#### [What this task involves]
Nothing other than the lines from the one containing "eave with a single point, one per instance." through the last line of the data below should be output, each reproduced exactly.

#### [Records to use]
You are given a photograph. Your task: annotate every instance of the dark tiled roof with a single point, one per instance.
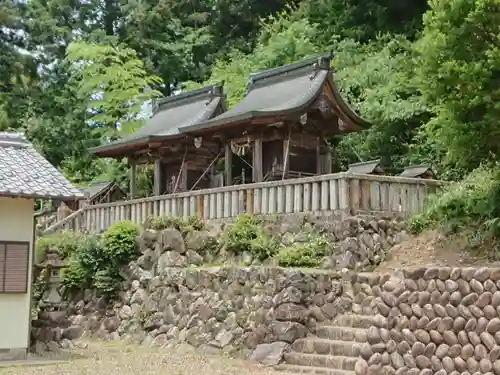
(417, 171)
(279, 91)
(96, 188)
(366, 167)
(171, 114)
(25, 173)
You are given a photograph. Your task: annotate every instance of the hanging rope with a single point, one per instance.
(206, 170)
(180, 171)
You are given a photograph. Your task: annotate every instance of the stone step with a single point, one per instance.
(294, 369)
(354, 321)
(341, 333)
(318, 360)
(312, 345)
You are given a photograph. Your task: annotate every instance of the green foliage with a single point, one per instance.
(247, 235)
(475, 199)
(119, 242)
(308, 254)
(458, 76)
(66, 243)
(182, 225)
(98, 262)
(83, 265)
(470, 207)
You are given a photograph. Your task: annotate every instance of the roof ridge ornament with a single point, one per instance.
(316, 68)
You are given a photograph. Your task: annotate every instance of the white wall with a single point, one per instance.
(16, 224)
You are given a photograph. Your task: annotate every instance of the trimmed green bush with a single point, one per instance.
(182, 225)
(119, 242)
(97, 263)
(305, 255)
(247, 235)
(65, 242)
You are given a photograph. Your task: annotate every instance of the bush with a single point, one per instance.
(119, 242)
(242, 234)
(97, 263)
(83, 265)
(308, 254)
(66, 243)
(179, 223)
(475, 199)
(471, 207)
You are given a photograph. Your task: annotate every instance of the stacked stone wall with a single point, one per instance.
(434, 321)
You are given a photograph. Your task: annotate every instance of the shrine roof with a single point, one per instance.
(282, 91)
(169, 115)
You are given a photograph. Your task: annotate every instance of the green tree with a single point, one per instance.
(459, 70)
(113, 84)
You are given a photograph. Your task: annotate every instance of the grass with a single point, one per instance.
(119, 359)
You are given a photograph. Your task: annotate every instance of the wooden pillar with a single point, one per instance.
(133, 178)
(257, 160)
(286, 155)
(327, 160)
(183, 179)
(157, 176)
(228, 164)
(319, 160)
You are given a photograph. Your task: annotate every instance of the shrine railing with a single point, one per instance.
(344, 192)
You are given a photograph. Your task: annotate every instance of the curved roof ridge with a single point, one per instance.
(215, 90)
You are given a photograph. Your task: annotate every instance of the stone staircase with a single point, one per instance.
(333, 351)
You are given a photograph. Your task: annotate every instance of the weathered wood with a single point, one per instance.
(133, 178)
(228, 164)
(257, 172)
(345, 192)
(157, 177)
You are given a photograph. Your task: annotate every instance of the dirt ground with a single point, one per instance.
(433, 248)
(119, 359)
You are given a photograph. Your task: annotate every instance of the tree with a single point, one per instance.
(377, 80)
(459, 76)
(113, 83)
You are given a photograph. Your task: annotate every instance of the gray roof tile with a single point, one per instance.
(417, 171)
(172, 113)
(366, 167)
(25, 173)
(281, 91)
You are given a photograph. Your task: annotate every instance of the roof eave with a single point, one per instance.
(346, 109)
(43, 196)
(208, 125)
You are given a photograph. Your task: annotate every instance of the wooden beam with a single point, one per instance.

#### [Result for this task]
You are given a photograph. Your task: annotate every instance of the roof eave with a single point, one per instance.
(346, 109)
(43, 196)
(208, 125)
You are given a photograph. Your task: annotate every instance of the wooden beam with a single point, one per instance.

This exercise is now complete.